━━ Selected text ━━
Of course, love is expected to be a part of a marriage but God does not expect just any type of love but unconditional love and support. Ephesians 5:22 commands wives to submit themselves to their husbands just as they do to God. Just two verses later in Ephesians 5:24, wives are instructed to submit to their husbands everything so there should be no secrets whether it is about money or anything else. Again, think back to Adam and his rib as the female is equal to the male and we are given another example of this in Ephesians 5:25 as husbands are instructed to love their wives just as Christ loved the church.
When the Bible mentions submission to the husband, this does not mean that a wife is beneath their husband and should never speak up. We are told that wives are to submit to their husbands but “as is fitting to the Lord” (Colossians 3:18) but within a family setting, everyone is to submit to submit in one form or another. The husband is to give himself to the wife in the same way she gives herself to him which makes for a holy union. This does not mean that either side, particularly women, are property but rather, they are committed and consent to this union. Therefore, we are able to conclude that Ephesians 5:22 does not mean that women are property or at the hands of men but rather, how women are to submit themselves or how they demonstrate such submission.
For centuries, there has been this mindset that men hunt and work while women only care for the family. For a long time, this worked but things changed. Yes, in many homes across the world, this is still the case but many women, today, work and it has been this way for a long while especially over the last century. While women are mothers and caregivers and protectors, does this mean they are unable to work? This is a matter of opinion, I suppose, but as we study scripture, we understand that God made both men and women to work and we see this from the very beginning with Adam and Eve as they were placed inside the Garden of Eden to work.
━━━
━━ Collected material ━━
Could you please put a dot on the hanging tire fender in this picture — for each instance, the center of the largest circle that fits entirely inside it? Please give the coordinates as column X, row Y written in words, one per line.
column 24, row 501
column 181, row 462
━━━
# Activity
Write out, word for word, everything in the marriage passage above from "When the Bible" down to "demonstrate such submission.".

# The answer
When the Bible mentions submission to the husband, this does not mean that a wife is beneath their husband and should never speak up. We are told that wives are to submit to their husbands but “as is fitting to the Lord” (Colossians 3:18) but within a family setting, everyone is to submit to submit in one form or another. The husband is to give himself to the wife in the same way she gives herself to him which makes for a holy union. This does not mean that either side, particularly women, are property but rather, they are committed and consent to this union. Therefore, we are able to conclude that Ephesians 5:22 does not mean that women are property or at the hands of men but rather, how women are to submit themselves or how they demonstrate such submission.